**Direction:**
Please rewrite everything from the line containing "Pinpoint green shrub" down to the line containing "[[228, 202, 244, 229], [255, 201, 269, 225]]", both included, with the requests kept unchanged and every bounding-box coordinate in the answers multiplied by 1.8 and rounded to a whole number, halves up. Give only those lines.

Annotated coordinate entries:
+++

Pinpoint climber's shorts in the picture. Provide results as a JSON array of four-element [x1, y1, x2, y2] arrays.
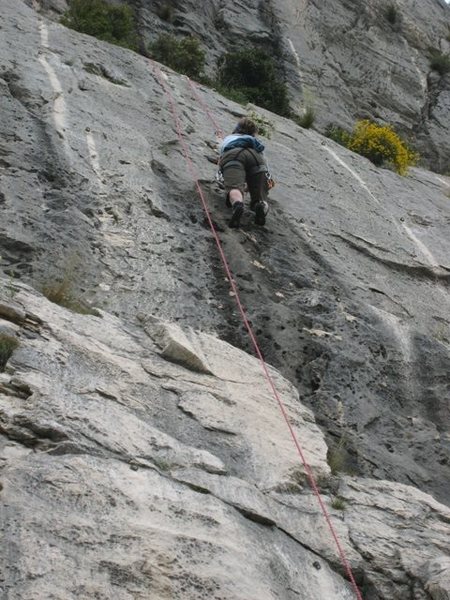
[[219, 148, 268, 206]]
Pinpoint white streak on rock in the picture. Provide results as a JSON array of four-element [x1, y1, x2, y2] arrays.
[[402, 223, 439, 267], [38, 21, 71, 157], [86, 131, 103, 187], [325, 146, 380, 204]]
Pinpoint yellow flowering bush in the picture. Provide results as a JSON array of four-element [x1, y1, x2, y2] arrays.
[[345, 120, 419, 175]]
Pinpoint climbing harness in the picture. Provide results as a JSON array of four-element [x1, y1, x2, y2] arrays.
[[150, 65, 363, 600]]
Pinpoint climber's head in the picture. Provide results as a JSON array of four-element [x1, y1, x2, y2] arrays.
[[233, 117, 258, 135]]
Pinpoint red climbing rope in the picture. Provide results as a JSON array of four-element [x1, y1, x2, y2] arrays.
[[151, 61, 363, 600]]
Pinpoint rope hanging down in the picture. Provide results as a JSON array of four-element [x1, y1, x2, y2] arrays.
[[151, 61, 363, 600]]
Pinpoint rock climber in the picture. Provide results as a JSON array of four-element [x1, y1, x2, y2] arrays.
[[219, 117, 273, 228]]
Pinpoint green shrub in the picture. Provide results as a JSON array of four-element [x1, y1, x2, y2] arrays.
[[217, 48, 291, 117], [42, 274, 99, 316], [347, 120, 419, 175], [325, 120, 419, 175], [430, 50, 450, 75], [325, 123, 351, 147], [156, 4, 173, 23], [331, 496, 346, 510], [292, 106, 316, 129], [149, 33, 205, 78], [213, 83, 248, 105], [246, 110, 275, 140], [0, 333, 19, 373], [384, 4, 398, 25], [61, 0, 138, 50]]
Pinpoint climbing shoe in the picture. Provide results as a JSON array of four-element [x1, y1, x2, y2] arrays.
[[228, 202, 244, 229], [255, 201, 269, 225]]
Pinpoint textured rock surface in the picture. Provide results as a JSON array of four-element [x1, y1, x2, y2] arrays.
[[0, 0, 450, 600], [0, 279, 450, 600], [35, 0, 450, 173]]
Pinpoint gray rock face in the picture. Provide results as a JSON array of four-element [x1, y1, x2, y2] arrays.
[[47, 0, 450, 173], [0, 279, 450, 600], [0, 0, 450, 600]]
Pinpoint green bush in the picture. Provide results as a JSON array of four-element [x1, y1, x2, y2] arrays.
[[156, 4, 173, 23], [61, 0, 138, 50], [149, 33, 205, 78], [325, 123, 351, 147], [347, 121, 419, 175], [430, 50, 450, 75], [41, 274, 99, 316], [217, 48, 291, 117], [0, 333, 19, 373], [325, 120, 419, 175]]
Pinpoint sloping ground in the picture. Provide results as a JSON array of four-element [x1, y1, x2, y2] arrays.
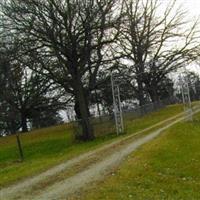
[[82, 111, 200, 200], [0, 105, 182, 188], [1, 108, 197, 200]]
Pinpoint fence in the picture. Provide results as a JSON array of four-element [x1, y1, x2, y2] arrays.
[[72, 97, 180, 137]]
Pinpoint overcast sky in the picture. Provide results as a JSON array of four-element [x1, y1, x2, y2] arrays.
[[177, 0, 200, 16]]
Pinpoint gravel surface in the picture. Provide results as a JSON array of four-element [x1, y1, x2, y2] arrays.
[[0, 110, 195, 200]]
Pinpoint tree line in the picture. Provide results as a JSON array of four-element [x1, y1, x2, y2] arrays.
[[0, 0, 199, 140]]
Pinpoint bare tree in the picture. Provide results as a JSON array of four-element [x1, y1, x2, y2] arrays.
[[117, 0, 199, 105], [2, 0, 122, 140]]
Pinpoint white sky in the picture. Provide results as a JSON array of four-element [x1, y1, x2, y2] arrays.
[[176, 0, 200, 16]]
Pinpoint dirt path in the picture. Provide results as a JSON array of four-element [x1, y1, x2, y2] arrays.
[[0, 111, 198, 200]]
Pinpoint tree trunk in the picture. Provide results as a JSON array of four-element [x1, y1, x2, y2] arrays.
[[21, 114, 28, 133], [149, 86, 159, 102], [137, 79, 145, 106], [75, 82, 94, 141]]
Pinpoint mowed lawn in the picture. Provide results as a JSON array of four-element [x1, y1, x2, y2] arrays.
[[0, 105, 183, 188], [82, 114, 200, 200]]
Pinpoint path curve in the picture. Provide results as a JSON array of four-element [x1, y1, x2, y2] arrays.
[[0, 110, 199, 200]]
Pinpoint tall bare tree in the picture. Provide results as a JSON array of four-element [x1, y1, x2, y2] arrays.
[[117, 0, 199, 105], [2, 0, 120, 140]]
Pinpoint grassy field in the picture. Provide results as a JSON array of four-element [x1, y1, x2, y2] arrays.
[[82, 111, 200, 200], [0, 105, 182, 187]]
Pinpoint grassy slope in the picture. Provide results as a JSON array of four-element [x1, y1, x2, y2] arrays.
[[83, 114, 200, 200], [0, 105, 182, 187]]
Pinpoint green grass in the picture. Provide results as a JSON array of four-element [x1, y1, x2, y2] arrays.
[[82, 114, 200, 200], [0, 105, 182, 187]]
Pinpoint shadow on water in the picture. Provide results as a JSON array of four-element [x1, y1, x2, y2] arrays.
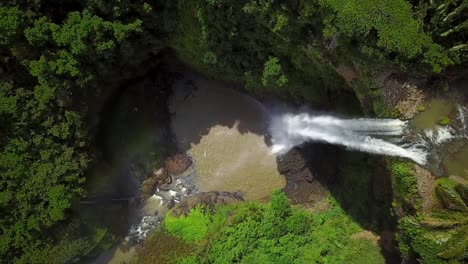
[[171, 65, 399, 263], [279, 143, 401, 263]]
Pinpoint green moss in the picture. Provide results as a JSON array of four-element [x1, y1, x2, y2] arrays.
[[132, 230, 196, 264], [161, 191, 384, 263], [398, 210, 468, 263], [436, 178, 468, 213], [439, 116, 452, 126], [164, 206, 227, 242], [389, 158, 422, 213]]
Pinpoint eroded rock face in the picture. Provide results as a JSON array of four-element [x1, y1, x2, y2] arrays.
[[172, 191, 244, 217], [277, 148, 327, 207], [166, 153, 192, 176], [381, 77, 426, 119], [140, 168, 170, 199], [414, 164, 435, 213]]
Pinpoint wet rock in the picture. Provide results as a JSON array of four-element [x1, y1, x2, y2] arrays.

+++

**The output:**
Pinpoint green shrub in the picture. Provide results as a JSON array of four-element [x1, y1, x2, y2] arrays.
[[391, 86, 524, 211], [76, 493, 178, 569], [625, 216, 754, 315], [585, 216, 754, 315], [774, 90, 810, 135], [585, 221, 632, 265], [281, 7, 311, 41], [596, 893, 623, 918], [526, 191, 569, 232], [268, 59, 369, 140], [383, 149, 446, 189], [443, 198, 495, 252], [0, 599, 34, 671], [691, 7, 716, 45], [110, 0, 248, 90]]
Pinpoint climbing shoe in the picture. Provide results as a JSON array of four-element [x1, y1, x2, y2] arrays.
[[410, 364, 439, 412], [459, 362, 484, 405]]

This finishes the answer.